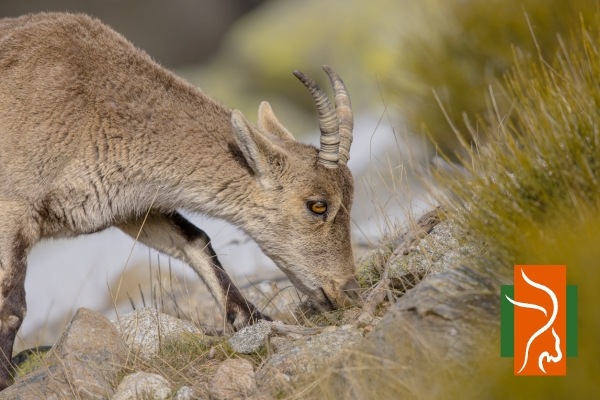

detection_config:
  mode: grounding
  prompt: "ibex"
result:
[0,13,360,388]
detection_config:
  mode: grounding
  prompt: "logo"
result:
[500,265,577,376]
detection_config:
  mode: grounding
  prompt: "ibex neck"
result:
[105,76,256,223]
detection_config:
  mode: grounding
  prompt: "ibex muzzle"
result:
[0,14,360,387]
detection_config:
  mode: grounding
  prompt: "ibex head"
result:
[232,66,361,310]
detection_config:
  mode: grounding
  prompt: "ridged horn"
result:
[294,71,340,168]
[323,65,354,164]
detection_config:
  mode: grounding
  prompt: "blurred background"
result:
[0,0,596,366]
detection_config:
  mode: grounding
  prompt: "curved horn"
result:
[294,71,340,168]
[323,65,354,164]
________
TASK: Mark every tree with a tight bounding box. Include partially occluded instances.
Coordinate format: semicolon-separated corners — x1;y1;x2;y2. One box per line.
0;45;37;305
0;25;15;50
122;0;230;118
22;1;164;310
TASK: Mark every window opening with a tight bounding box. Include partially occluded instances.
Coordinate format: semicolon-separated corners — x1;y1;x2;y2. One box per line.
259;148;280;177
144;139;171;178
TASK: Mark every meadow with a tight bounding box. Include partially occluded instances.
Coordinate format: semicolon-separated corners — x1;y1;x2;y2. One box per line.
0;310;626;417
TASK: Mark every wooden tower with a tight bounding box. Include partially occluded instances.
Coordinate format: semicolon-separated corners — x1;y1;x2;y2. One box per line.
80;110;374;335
________
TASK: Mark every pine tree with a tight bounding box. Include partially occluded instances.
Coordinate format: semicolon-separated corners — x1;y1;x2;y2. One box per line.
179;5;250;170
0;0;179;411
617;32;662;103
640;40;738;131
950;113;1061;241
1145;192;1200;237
________
Copy the lines verbatim, starting at the line containing "TASK: Mark every window" and ending at the line containing "144;139;171;178".

Exercise solution
TASK: Mark every window opening with a tight bounding box. Include partially occluded instances.
Coordinate format: semicolon-separated corners — x1;y1;x2;y2. One box per line.
259;148;280;177
144;139;171;178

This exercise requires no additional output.